What is being asked: Print the data that follows again, keeping every line exact.

(Dataset items)
>>
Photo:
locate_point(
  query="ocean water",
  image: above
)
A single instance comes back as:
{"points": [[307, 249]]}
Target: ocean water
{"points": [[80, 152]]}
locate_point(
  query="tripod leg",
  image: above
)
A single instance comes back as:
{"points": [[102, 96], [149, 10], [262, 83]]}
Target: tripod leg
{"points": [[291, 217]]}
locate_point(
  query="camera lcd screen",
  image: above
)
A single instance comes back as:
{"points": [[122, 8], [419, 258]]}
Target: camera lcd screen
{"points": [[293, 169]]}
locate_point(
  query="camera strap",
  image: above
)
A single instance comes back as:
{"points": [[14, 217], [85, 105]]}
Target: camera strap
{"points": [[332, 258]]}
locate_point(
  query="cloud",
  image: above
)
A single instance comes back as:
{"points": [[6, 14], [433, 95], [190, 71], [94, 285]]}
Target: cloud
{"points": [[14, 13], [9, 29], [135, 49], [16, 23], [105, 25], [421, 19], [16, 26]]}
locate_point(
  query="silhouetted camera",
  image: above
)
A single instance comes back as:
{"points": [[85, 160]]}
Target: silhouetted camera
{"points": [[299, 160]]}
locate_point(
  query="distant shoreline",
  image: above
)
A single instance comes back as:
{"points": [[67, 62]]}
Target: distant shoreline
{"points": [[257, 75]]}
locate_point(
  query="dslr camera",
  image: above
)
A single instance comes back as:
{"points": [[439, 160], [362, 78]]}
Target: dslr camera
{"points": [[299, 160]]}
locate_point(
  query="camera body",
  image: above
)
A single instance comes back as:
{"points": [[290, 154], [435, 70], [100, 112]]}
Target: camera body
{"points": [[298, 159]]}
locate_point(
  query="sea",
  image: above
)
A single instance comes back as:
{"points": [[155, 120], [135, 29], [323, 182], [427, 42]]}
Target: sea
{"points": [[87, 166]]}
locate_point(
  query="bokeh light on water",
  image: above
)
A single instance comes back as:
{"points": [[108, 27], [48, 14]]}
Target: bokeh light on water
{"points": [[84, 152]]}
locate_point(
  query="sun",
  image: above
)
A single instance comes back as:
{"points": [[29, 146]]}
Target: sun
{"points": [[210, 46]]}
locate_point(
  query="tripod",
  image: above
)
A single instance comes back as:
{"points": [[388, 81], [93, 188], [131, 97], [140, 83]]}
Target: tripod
<<
Response to the task:
Photo:
locate_point(
  query="ocean water",
  image: above
)
A single instance comes back as:
{"points": [[307, 249]]}
Target: ocean water
{"points": [[80, 152]]}
locate_point(
  query="tripod leg",
  image: above
)
A single instance comes back as:
{"points": [[102, 96], [149, 10], [262, 83]]}
Target: tripod leg
{"points": [[291, 217]]}
locate_point(
  query="camera lcd screen",
  image: above
)
A single instance comes back as:
{"points": [[122, 8], [419, 258]]}
Target: camera lcd screen
{"points": [[293, 169]]}
locate_point(
  query="camera strap",
  image: above
)
A single instance comes back as:
{"points": [[14, 217], [85, 105]]}
Target: camera strap
{"points": [[332, 258]]}
locate_point(
  query="cloud",
  image: above
)
A single instance comes back as:
{"points": [[6, 14], [433, 95], [190, 71], [94, 285]]}
Target: cloud
{"points": [[14, 13], [9, 29], [135, 49], [16, 23], [105, 25], [421, 19], [16, 26]]}
locate_point(
  query="silhouetted camera",
  image: above
)
A single instance comes back as:
{"points": [[85, 160]]}
Target: silhouetted camera
{"points": [[299, 160]]}
locate_point(
  query="distant shoreline",
  image: above
)
A single instance comes back as:
{"points": [[67, 62]]}
Target: distant shoreline
{"points": [[257, 75]]}
locate_point(
  query="dslr camera",
  image: above
)
A single instance comes back as:
{"points": [[439, 160], [362, 78]]}
Target: dslr camera
{"points": [[299, 160]]}
locate_point(
  query="camera body",
  image: above
)
A single instance comes back as:
{"points": [[290, 154], [435, 70], [100, 112]]}
Target: camera body
{"points": [[298, 159]]}
locate_point(
  query="sea",
  image: above
)
A single instance comes back as:
{"points": [[155, 120], [135, 29], [323, 182], [427, 42]]}
Target: sea
{"points": [[87, 166]]}
locate_point(
  query="bokeh light on water",
  image: above
)
A single instance comes back as:
{"points": [[108, 27], [48, 14]]}
Target: bokeh light on water
{"points": [[84, 152]]}
locate_point(
  query="sun",
  image: above
)
A single instance comes back as:
{"points": [[29, 146]]}
Target: sun
{"points": [[210, 46]]}
locate_point(
  query="tripod",
  image: above
)
A single instance comes back as:
{"points": [[388, 81], [93, 188], [131, 97], [140, 83]]}
Target: tripod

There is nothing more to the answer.